Source document:
┌──
As the anniversary of the quake approaches, officials here are struggling to identify bright spots from the past year; more than a million people remain in cramped camps that are morphing from temporary to long-term accommodations with no schools or job possibilities. This is particularly true in the urban capital, where conditions are growing ever more desperate. At this hospital, which is designed to handle difficult pregnancies, about 1,500 babies are now born each month.

While some families have deliberately started to rebuild after losing loved ones in the earthquake, the pregnancies are more commonly described as accidental, chalked up to desperate camp conditions that have made prostitution enticing and have enabled rapes.

On this morning, Isaie Jeanty's halls are filled with the haunting moans of women in labour; few of them are happy about bringing children into such uncertain conditions.

Milla Charles, a 24-year-old, staggered through a hallway toward the showers in her blood-stained grey T-shirt, a dazed look on her face. Minutes later, she was sitting on a hospital bed with her yet-unnamed twins, wondering how she will take care of them when she has nothing more than a tent.

She was "not responsible" for getting pregnant, she explained, adding that the father "doesn't care" to be involved in the situation, the magnitude of which instantly doubled when two babies came out instead of one.

Asked what their future might be like, Ms. Charles barely moved her lips. A few hours later, once her bleeding had stopped, Ms. Charles was discharged.

Tara Newell, a Canadian who runs the hospital for Doctors Without Borders, said women who cannot manage their babies - particularly if the newborn is sick or weak - often leave their children at the hospital. An entire wall in the neonatal unit is lined with orphans, including a set of twins whose young mother died during childbirth and whose extended family couldn't manage with them in their tent; there is three-month-old Luis, ailing Job and tiny Moise, a month-old preemie no bigger than a robin, who was discarded by his mother.

In a tent outside for cholera victims - the only treatment centre here set up for pregnant sufferers - there are more orphans. A nameless boy barely bigger than Moise sleeps with his left hand splayed across his heart. His future is unclear. If, unlike his mother, he survives cholera, there will be no one to take him home.
└──
Data below:
┌──
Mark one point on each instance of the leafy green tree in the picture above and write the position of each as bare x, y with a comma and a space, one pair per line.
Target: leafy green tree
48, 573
└──
Prompt 1:
Answer these questions using the hospital article, one answer per line.
(a) About how many babies are born at the hospital each month?
(b) How old is Milla Charles?
(c) Who runs the hospital for Doctors Without Borders?
Prompt 2:
List every orphaned baby mentioned by name in the hospital article.
Prompt 3:
Proceed with the hospital article, continuing it from where it stops.

Your response 1:
(a) About 1,500.
(b) 24.
(c) Tara Newell, a Canadian.

Your response 2:
- Luis, three months old
- Job, who is ailing
- Moise, a month-old preemie

Your response 3:
Ms. Newell, who has been working here since last summer, said the hospital has also seen a notable rise in the number of young teens delivering in recent months.

"In the camps, people are confined. They have no jobs. There's nothing to do," she said, adding: "People have lost control of their children. You see a lot of young girls getting pregnant, which leads to the question of sexual violence."

In reality, there is no question.

Grassroots women's organizations monitoring sexual violence in Port-au-Prince's camps have, with the help of Amnesty International, documented a marked escalation in the incidences of rape. The attacks typically happen at night, when aggressors slice their way into tents and tarp-covered hovels, or lurk in the shadows near latrines to grab women, many of whom are vulnerable because they lost their protectors - husband, brothers and fathers - to last year's earthquake.

That's what happened to 22-year-old Mirlande. She lost her entire family in the earthquake and has been sleeping in a borrowed bed on the Champs de Mars, a formerly public square between the city's largest police station and the presidential palace now crowded with tents.

"As I was crossing the street to buy something, a young man suddenly grabbed me and put a black plastic bag on my head," she said. "I just lost control."

She woke up some time later in a strange tent, bleeding, with "10 men on me."

"As I was yelling for help, they said 'We didn't kill you. What are you crying for?' " A month later, she knew she was pregnant. The $150 (U.S.) she needed to have an abortion never materialized and now she has a month-old baby who is a frequent witness to her tears, and she to his.

"The baby cries a lot. My milk isn't enough for him," she said.

"I should not like him. When he came out of me, I began to love him," she said. "But I will never forget."